PROVIDED PASSAGE Block Start
Finally, the scorekeeper will note which teams are playing, on which field, and when they start and end the game. Additionally, the coaches, the umpires, and, of course, the scorekeepers are all noted. Some scorekeepers even observe and note the weather.

And, oh yes, who won.

Of course, the job of scorekeeper is not without its stresses. When all is going well, it’s pretty easy… scorekeeping is simply a matter of translating what happens on the field onto the scoresheet, and in most cases it is pretty straightforward. But not always. For example, a hard hit ball to short stop that results in the hitter beating out the throw to first may seem to the batter (and his parents in the bleachers!) to be a great hit. But to the pitcher (and his parents) it may be an obvious error on the part of the short stop who bobbled the ball for a moment before making a late throw. The outcome affects each player’s stats; the batter wants his grounder to short to be recorded as a hit and the pitcher most certainly does not. And even though we don’t keep stats in Little League, a player’s sense of his or her overall performance is at stake. Judgment in this case is left to the scorekeeper. And history is thus recorded, often to somebody’s dismay.
PROVIDED PASSAGE Block End
WORK INSTRUCTION 1:
Summarize the text on scorekeeping in two sentences.
WORK INSTRUCTION 2:
Set down everything in the text on scorekeeping from "Finally, the scorekeeper" down to "note the weather.", word for word.
The material that follows has no connection to the text on scorekeeping.
RAW DATA Block Start
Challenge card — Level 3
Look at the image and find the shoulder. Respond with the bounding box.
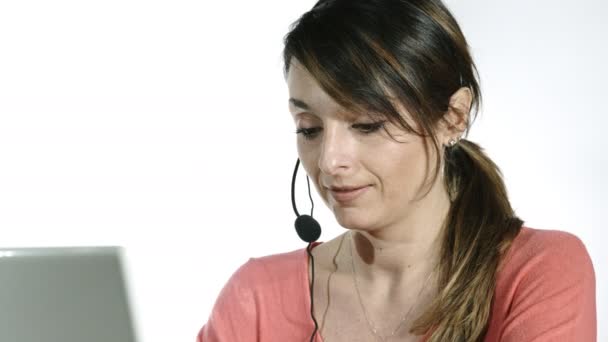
RAW DATA Block End
YOUR RESPONSE 1:
A scorekeeper records the teams, the field, the start and end times, the coaches, umpires, and scorekeepers, sometimes the weather, and who won. The work is usually a straightforward matter of translating play onto the scoresheet, but close calls, such as a batter beating a late throw after the shortstop bobbles the ball, are left to the scorekeeper's judgment and can leave somebody dismayed.

YOUR RESPONSE 2:
Finally, the scorekeeper will note which teams are playing, on which field, and when they start and end the game. Additionally, the coaches, the umpires, and, of course, the scorekeepers are all noted. Some scorekeepers even observe and note the weather.